= MATERIAL FOR THE TASK =
+-------+

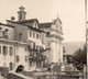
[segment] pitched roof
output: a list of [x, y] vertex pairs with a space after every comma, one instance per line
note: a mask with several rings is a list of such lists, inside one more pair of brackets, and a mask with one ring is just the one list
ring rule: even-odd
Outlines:
[[38, 26], [40, 27], [51, 27], [52, 22], [47, 22], [47, 23], [40, 23]]
[[23, 21], [16, 21], [16, 23], [31, 23], [31, 22], [34, 22], [34, 21], [36, 21], [38, 23], [37, 19], [29, 19], [29, 20], [23, 20]]
[[[7, 20], [7, 21], [8, 21], [8, 22], [12, 22], [12, 23], [16, 23], [16, 24], [21, 24], [21, 23], [13, 22], [13, 21], [10, 21], [10, 20]], [[40, 29], [35, 29], [35, 27], [33, 27], [33, 26], [31, 26], [31, 25], [26, 25], [26, 24], [21, 24], [21, 25], [28, 26], [28, 27], [30, 27], [31, 30], [34, 30], [34, 31], [44, 32], [44, 31], [42, 31], [42, 30], [40, 30]], [[44, 33], [45, 33], [45, 32], [44, 32]]]
[[0, 22], [0, 25], [10, 26], [10, 27], [14, 27], [13, 25], [3, 24], [3, 23], [1, 23], [1, 22]]

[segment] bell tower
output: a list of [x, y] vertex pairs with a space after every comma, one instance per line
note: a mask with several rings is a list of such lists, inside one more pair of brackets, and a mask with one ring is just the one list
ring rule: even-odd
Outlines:
[[19, 9], [20, 11], [18, 11], [18, 20], [23, 21], [25, 20], [25, 14], [26, 14], [26, 12], [24, 11], [25, 8], [21, 5]]

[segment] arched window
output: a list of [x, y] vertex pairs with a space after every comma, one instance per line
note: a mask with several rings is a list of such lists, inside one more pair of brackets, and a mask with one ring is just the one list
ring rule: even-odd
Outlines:
[[10, 63], [9, 67], [10, 67], [10, 70], [12, 70], [13, 69], [13, 63]]

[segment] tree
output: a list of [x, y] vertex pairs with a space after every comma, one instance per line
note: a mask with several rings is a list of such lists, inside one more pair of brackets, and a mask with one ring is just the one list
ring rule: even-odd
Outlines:
[[84, 48], [78, 48], [73, 57], [70, 58], [70, 63], [76, 67], [78, 70], [84, 69], [84, 65], [87, 66], [87, 46], [85, 45]]

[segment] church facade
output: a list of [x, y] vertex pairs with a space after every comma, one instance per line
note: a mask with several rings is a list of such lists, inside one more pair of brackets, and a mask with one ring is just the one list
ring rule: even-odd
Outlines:
[[24, 7], [19, 8], [18, 21], [0, 23], [0, 67], [10, 70], [23, 65], [26, 70], [45, 64], [63, 63], [63, 29], [57, 18], [50, 23], [26, 20]]

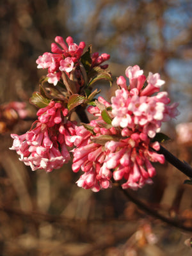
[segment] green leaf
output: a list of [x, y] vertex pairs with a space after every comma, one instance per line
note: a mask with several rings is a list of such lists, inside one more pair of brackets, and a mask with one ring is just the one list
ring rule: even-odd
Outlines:
[[100, 80], [107, 80], [109, 82], [110, 86], [112, 85], [112, 77], [111, 73], [105, 69], [101, 68], [100, 67], [95, 67], [88, 73], [88, 78], [90, 79], [88, 86], [92, 86], [93, 83]]
[[65, 97], [62, 92], [60, 91], [56, 86], [51, 84], [43, 83], [40, 86], [40, 92], [44, 91], [44, 95], [51, 99], [65, 100], [66, 97]]
[[112, 118], [106, 109], [101, 112], [101, 116], [102, 120], [105, 121], [106, 123], [108, 124], [111, 124]]
[[92, 45], [90, 45], [87, 49], [87, 51], [84, 52], [84, 54], [82, 55], [81, 58], [81, 61], [83, 65], [86, 72], [88, 73], [90, 69], [92, 66]]
[[92, 93], [90, 93], [88, 95], [88, 99], [90, 100], [92, 100], [92, 99], [94, 98], [95, 96], [96, 96], [97, 94], [100, 93], [100, 90], [99, 90], [99, 91], [97, 91], [97, 89], [95, 90], [95, 91], [93, 91], [93, 92], [92, 92]]
[[87, 100], [86, 97], [79, 94], [73, 94], [68, 99], [67, 107], [69, 111]]
[[164, 142], [167, 140], [170, 140], [171, 139], [166, 134], [162, 132], [156, 133], [154, 138], [152, 139], [152, 142], [158, 141]]
[[30, 98], [29, 102], [36, 107], [41, 108], [46, 107], [50, 102], [50, 100], [42, 95], [39, 92], [35, 92]]
[[93, 107], [95, 107], [96, 106], [95, 100], [90, 101], [90, 102], [88, 103], [88, 104], [90, 106], [93, 106]]
[[93, 132], [93, 129], [95, 127], [93, 127], [93, 126], [90, 125], [90, 124], [84, 124], [84, 123], [82, 124], [82, 125], [84, 127], [85, 129], [86, 129], [88, 131], [89, 131], [92, 134], [95, 133]]

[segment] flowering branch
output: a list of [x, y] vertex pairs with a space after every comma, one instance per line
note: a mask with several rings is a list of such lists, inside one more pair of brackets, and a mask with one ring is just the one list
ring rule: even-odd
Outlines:
[[[159, 132], [162, 122], [179, 115], [177, 103], [170, 104], [168, 93], [160, 92], [164, 81], [158, 73], [146, 77], [140, 67], [128, 67], [126, 79], [117, 81], [118, 90], [111, 102], [93, 90], [93, 86], [105, 79], [111, 85], [111, 73], [103, 63], [109, 55], [84, 52], [85, 43], [77, 45], [72, 37], [66, 42], [56, 36], [52, 52], [36, 60], [38, 68], [48, 68], [40, 82], [40, 92], [34, 92], [31, 103], [40, 109], [37, 120], [26, 134], [12, 134], [10, 149], [33, 170], [52, 172], [71, 159], [73, 172], [83, 175], [77, 186], [99, 191], [112, 186], [112, 180], [123, 180], [123, 189], [138, 189], [152, 183], [156, 175], [152, 163], [164, 159], [191, 177], [191, 168], [160, 145], [167, 136]], [[154, 94], [155, 93], [155, 94]], [[95, 119], [88, 120], [84, 109]], [[72, 120], [76, 112], [83, 122]]]
[[166, 160], [176, 167], [181, 172], [192, 179], [192, 168], [190, 165], [185, 162], [182, 162], [177, 157], [173, 156], [171, 152], [161, 145], [160, 149], [157, 151], [158, 154], [163, 154]]

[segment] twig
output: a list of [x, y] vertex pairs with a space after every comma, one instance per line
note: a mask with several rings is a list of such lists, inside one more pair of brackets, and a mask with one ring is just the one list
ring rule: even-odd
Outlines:
[[90, 120], [88, 120], [88, 118], [87, 117], [86, 113], [84, 111], [84, 108], [81, 107], [81, 106], [78, 106], [76, 108], [76, 112], [81, 122], [84, 124], [88, 124], [90, 122]]
[[157, 151], [157, 152], [158, 154], [163, 154], [168, 162], [173, 165], [173, 166], [176, 167], [180, 172], [182, 172], [189, 178], [192, 178], [192, 168], [189, 164], [182, 162], [161, 145], [159, 150]]
[[124, 193], [125, 196], [135, 204], [138, 207], [140, 207], [141, 210], [144, 211], [145, 212], [148, 213], [150, 215], [153, 216], [157, 219], [159, 219], [166, 223], [175, 227], [176, 228], [180, 228], [185, 231], [192, 231], [192, 227], [187, 227], [185, 226], [184, 224], [181, 223], [180, 221], [179, 220], [172, 220], [169, 218], [166, 218], [160, 213], [157, 212], [156, 210], [150, 208], [147, 204], [140, 200], [139, 199], [135, 198], [132, 195], [131, 195], [127, 190], [123, 189], [122, 188], [119, 186], [119, 189]]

+-------+

= REQUIREMENTS =
Reproduce verbatim the lines of the records above, starting at the line that contains "[segment] arched window" and ending at the line that contains "23], [26, 20]]", with both of those lines included.

= SOLUTION TO THE EXERCISE =
[segment] arched window
output: a list of [x, y] vertex pairs with a space after every comma, one instance per line
note: a mask with several rings is a list of such lists, inside one more pair of brackets, and a mask with one ring is just the one list
ring rule: even-odd
Outlines:
[[10, 63], [9, 67], [10, 67], [10, 70], [12, 70], [13, 69], [13, 63]]

[segment] tree
output: a list of [x, y] vertex pairs with a space after every comma, one instance per line
note: a mask with several rings is a list of such lists, inside one more pair of brackets, and a mask with one ring is just the one list
ring rule: even-odd
Outlines:
[[84, 48], [78, 48], [73, 57], [70, 58], [70, 63], [76, 67], [78, 70], [84, 69], [84, 65], [87, 66], [87, 46], [85, 45]]

[segment] church facade
output: a list of [x, y] vertex pairs with a space after every comma, one instance per line
note: a mask with several rings is a list of such lists, inside one more pair of brackets, and a mask with one ring is just the one list
ring rule: even-odd
Outlines:
[[24, 7], [19, 8], [18, 21], [0, 23], [0, 67], [10, 70], [23, 65], [26, 70], [45, 64], [63, 63], [63, 29], [57, 18], [50, 23], [26, 20]]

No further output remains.